## Task prompt
Please copy the records between the lines holding "For the AR overlay system, where exactly is the small" and "[221,106,250,136]", inclusive, and replace "small rock" with "pebble", keeping everything else unchanged.

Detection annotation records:
<<<<
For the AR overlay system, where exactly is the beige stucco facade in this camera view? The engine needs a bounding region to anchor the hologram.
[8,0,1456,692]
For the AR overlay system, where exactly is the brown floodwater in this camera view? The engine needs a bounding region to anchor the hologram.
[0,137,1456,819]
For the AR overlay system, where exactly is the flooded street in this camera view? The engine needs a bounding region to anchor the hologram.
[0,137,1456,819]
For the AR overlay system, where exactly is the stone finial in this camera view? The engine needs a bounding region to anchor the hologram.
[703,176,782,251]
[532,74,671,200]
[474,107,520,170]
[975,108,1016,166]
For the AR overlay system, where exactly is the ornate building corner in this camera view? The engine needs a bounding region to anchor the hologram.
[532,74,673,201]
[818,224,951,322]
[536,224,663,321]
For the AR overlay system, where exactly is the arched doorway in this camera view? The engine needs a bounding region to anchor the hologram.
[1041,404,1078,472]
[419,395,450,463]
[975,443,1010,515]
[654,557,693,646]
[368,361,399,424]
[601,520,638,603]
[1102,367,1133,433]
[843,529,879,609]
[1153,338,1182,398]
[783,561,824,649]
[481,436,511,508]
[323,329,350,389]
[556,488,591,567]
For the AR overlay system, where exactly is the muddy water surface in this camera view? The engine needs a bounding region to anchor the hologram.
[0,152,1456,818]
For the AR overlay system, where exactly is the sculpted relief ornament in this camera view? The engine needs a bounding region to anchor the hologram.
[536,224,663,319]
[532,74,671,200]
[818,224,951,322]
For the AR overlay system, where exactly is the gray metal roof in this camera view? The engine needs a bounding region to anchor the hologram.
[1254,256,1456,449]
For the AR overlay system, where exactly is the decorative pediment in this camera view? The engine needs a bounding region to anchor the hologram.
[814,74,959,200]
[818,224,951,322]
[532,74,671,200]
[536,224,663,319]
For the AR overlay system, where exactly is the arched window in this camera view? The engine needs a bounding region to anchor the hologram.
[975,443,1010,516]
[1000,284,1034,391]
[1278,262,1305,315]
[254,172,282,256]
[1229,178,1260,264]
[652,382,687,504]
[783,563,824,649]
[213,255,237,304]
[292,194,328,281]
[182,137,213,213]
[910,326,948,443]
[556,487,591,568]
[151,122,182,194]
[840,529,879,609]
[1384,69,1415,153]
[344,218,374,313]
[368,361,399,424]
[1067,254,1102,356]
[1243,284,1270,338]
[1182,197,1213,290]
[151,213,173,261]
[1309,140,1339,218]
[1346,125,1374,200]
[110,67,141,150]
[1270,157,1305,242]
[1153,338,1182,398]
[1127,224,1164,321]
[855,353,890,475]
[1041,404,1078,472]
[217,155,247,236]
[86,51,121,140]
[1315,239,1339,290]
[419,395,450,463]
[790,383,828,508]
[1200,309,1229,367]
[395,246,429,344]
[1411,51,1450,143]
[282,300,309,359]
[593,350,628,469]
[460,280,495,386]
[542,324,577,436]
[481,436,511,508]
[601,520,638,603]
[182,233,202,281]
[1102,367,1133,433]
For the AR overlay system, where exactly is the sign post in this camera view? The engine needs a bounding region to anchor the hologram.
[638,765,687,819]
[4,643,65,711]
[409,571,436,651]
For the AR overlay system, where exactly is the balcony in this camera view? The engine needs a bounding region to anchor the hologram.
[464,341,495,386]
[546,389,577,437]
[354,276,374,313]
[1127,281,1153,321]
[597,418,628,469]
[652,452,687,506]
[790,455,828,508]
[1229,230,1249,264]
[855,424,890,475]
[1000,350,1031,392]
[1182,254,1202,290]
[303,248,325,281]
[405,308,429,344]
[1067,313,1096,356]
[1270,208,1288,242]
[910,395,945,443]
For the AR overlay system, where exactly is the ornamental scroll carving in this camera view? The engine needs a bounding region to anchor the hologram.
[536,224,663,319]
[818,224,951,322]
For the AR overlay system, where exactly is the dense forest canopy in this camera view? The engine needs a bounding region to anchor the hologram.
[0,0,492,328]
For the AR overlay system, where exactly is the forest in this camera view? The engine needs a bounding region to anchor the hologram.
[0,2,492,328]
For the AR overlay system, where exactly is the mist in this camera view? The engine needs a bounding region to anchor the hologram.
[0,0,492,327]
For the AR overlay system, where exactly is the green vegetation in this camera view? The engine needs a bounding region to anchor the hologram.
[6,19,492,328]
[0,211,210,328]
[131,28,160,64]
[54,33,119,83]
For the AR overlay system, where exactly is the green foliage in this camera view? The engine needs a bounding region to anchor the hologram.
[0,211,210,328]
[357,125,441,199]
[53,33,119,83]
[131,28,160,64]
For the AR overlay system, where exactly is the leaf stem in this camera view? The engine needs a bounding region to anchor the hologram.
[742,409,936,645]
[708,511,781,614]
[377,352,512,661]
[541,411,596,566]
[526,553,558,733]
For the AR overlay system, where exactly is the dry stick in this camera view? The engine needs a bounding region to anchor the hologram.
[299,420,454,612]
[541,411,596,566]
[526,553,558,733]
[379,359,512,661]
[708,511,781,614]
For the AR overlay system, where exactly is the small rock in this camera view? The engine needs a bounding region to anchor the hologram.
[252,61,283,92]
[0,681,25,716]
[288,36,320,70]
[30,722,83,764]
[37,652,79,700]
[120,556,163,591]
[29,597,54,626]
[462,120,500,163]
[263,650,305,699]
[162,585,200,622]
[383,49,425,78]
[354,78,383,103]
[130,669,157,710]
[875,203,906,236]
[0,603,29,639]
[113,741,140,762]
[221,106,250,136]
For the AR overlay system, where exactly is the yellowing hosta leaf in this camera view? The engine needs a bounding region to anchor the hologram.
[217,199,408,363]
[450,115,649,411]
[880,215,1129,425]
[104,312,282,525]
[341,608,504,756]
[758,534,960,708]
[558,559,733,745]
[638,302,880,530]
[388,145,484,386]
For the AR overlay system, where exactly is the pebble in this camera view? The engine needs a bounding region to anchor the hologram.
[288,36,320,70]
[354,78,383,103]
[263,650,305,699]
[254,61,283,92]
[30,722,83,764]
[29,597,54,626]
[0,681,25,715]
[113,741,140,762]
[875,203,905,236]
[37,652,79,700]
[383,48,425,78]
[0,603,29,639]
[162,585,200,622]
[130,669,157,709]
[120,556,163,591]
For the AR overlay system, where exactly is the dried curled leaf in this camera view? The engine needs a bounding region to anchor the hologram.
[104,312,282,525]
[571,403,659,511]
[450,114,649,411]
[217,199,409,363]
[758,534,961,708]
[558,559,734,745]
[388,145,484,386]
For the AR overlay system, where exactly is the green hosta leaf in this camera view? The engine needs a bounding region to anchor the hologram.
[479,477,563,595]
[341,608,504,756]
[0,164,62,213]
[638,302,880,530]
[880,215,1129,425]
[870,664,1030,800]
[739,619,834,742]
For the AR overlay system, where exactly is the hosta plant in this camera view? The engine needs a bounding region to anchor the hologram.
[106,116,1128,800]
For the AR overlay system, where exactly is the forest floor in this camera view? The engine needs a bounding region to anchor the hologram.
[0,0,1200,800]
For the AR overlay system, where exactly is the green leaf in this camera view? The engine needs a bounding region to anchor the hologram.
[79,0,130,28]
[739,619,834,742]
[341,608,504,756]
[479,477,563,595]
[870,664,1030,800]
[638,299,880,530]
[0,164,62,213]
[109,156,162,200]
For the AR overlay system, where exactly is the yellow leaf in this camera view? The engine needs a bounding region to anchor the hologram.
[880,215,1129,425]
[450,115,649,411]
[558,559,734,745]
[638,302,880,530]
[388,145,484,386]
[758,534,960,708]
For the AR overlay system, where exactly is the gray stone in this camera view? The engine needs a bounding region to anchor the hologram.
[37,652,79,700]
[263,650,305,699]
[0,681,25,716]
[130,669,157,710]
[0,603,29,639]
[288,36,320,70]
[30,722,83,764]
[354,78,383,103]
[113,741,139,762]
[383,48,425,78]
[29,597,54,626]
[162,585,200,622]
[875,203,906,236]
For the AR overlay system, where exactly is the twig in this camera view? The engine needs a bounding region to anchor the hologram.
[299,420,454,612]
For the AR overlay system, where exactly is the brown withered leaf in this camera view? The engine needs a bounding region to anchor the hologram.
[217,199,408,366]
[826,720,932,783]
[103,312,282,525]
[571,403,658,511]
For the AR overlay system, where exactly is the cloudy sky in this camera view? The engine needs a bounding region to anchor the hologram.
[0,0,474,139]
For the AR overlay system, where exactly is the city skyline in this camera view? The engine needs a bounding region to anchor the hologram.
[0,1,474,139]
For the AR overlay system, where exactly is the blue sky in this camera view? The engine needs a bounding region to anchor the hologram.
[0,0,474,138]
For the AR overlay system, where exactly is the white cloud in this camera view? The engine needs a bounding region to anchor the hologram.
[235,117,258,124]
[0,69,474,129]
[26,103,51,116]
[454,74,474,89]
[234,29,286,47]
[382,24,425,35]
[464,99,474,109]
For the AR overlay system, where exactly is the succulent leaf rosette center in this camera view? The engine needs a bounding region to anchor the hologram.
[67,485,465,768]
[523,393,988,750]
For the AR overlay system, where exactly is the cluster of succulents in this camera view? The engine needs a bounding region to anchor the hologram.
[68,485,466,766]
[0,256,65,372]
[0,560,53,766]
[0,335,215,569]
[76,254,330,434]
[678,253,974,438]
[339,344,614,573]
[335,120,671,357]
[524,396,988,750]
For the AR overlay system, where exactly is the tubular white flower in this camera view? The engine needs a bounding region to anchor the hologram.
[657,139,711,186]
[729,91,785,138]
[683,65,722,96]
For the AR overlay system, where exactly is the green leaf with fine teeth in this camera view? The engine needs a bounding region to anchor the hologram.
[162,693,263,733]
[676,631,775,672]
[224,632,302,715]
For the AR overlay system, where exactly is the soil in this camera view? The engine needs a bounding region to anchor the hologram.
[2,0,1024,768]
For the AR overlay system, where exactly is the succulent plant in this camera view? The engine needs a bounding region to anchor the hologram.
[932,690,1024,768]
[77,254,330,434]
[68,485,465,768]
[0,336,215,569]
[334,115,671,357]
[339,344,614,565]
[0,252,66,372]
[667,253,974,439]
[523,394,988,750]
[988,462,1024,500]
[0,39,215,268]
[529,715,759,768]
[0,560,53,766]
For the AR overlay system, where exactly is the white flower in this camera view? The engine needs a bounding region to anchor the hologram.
>>>>
## Task answer
For the AR overlay system, where exactly is the pebble in this camera view? The engine needs a bounding region to anchor the hologram.
[252,61,283,92]
[0,681,25,716]
[288,36,320,70]
[30,722,83,764]
[37,652,79,700]
[120,556,163,591]
[29,597,54,626]
[462,120,500,163]
[263,650,305,699]
[162,585,200,622]
[383,49,425,78]
[354,78,383,103]
[130,669,157,710]
[875,203,906,236]
[0,603,29,639]
[113,741,140,762]
[221,106,250,136]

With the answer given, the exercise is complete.